TASK TO COMPLETE: In the Week 8 post, substitute "historical costume" for "period dress" and write out the passage that begins at the words "For online classes, a" and stops after "time of commissioning.".

DOCUMENT:

Week 8

I think there are contradictory expectations for a museum’s online presence to be cutting edge while also being accessible and providing information not in the galleries themselves while also presenting new information. While this may not be fair to the museum, it reflects the varied visitors to the museum websites. To be successful, I think there is a need for museum digital content to be accessible to everyone. While they are online, museums need to meet their public where they are, mainly social media like Instagram, twitter, and Facebook. While most museums have been present on twitter and Instagram, I think Facebook has been losing attention. This, while sites like Buzz feed are taking off, primarily from their content being shared through Facebook. Personally, I really enjoy videos like those we looked at from LACMA where the viewer can get a glimpse into the functioning of a museum. It would be interesting, however, to see a museum flood the internet with short and funny videos about their collection and things related to it.

For online classes, a practical option that I would have loved as a high schooler would be an online supplemental AP Art History course that draws on the collection of an encyclopedic museum, like LACMA, that I would have been able to visit and tangibly see. This would probably be more popular with students who could actually visit the museum. The opportunity to study a work and then visit it in person can be an eye-opening for a student. On a more random note, I would love to take a class on period dress, learning the evolution of fashion, particularly in the 17th to 19th centuries. A class like this could be illustrated with actual outfits in a museum’s collection, along with paintings and other works of art that depict the fashion of the time of commissioning.

STORED DATA:
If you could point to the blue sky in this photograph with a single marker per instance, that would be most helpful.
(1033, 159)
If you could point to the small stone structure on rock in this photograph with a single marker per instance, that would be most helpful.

WRITTEN SOLUTION:
For online classes, a practical option that I would have loved as a high schooler would be an online supplemental AP Art History course that draws on the collection of an encyclopedic museum, like LACMA, that I would have been able to visit and tangibly see. This would probably be more popular with students who could actually visit the museum. The opportunity to study a work and then visit it in person can be an eye-opening for a student. On a more random note, I would love to take a class on historical costume, learning the evolution of fashion, particularly in the 17th to 19th centuries. A class like this could be illustrated with actual outfits in a museum’s collection, along with paintings and other works of art that depict the fashion of the time of commissioning.